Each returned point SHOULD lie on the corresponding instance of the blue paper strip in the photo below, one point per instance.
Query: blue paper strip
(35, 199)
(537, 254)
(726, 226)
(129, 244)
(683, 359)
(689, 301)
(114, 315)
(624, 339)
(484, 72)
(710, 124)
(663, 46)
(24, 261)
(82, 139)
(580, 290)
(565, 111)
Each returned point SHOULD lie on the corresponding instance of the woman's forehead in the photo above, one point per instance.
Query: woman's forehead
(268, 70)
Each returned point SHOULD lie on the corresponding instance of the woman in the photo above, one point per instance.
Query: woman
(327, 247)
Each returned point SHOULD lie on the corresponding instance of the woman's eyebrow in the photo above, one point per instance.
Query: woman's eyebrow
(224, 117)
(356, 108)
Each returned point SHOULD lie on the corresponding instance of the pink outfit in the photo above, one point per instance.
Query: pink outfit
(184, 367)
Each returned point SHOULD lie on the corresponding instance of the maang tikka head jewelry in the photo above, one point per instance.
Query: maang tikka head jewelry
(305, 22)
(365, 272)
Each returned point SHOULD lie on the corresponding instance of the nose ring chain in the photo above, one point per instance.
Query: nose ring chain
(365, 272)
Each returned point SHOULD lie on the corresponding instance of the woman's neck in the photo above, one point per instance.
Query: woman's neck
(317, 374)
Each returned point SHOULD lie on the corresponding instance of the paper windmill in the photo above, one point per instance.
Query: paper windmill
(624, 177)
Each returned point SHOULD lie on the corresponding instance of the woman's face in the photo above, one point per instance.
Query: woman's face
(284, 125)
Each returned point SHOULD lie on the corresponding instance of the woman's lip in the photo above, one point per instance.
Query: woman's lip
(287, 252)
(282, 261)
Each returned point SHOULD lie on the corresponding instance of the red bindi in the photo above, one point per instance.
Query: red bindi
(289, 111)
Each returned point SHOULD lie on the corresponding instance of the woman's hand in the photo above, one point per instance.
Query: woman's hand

Problem to work on — Rewrite the records above, putting "pinwheel" wherever "paper windmill" occurs and leaving everything else as it stands.

Result —
Each returned point SHOULD lie on the corresponding instance of the blue paper strip in the photo below, one point per instance.
Query: blue paper strip
(35, 199)
(537, 254)
(726, 226)
(129, 244)
(683, 359)
(689, 301)
(114, 315)
(624, 339)
(484, 72)
(710, 124)
(663, 46)
(24, 261)
(82, 139)
(580, 290)
(565, 111)
Each returned point SHOULD lie on the corresponding instance of the woman's forehead in the photo above, one point per instance.
Query: woman's forehead
(268, 70)
Each returned point SHOULD lie on the corresponding instance of the woman in the photo above, one point per instance.
Query: woman
(327, 247)
Each returned point SHOULD lie on the corresponding instance of the woman's eyebrow in the photo above, one point per instance.
Query: woman's eyebrow
(224, 117)
(356, 108)
Each returned point SHOULD lie on the corresponding instance of the pink outfit in the photo above, one point per instance.
Query: pink outfit
(184, 367)
Each returned point SHOULD lie on the corresponding instance of the maang tikka head jewelry in the photo above, one point per instance.
Query: maang tikka head jewelry
(305, 22)
(365, 272)
Each returned point SHOULD lie on the corresponding instance of the nose ring chain in the photo above, one point per instance.
Query: nose ring chain
(365, 272)
Each returned point SHOULD lie on the corresponding instance of the woman's neck in the photo above, one point per instance.
Query: woman's neck
(317, 374)
Each returned point SHOULD lie on the corresponding instance of the pinwheel in the photo above, one point per instance.
Query: pinwheel
(624, 177)
Each returned point SHOULD lie on the corresponding instance of the woman's face in the photo above, one point per instance.
Query: woman's face
(284, 125)
Each returned point SHOULD lie on the corresponding instance of the woman's lip in the photo above, one point per instance.
Query: woman's lip
(287, 252)
(282, 261)
Each returned point SHOULD lie on the corresponding instance of the red bindi in the photo above, one point per instance.
Query: red bindi
(289, 111)
Each returned point SHOULD lie on the corresponding instance of the woman's hand in the photo above, one point per instance.
Query: woman's hand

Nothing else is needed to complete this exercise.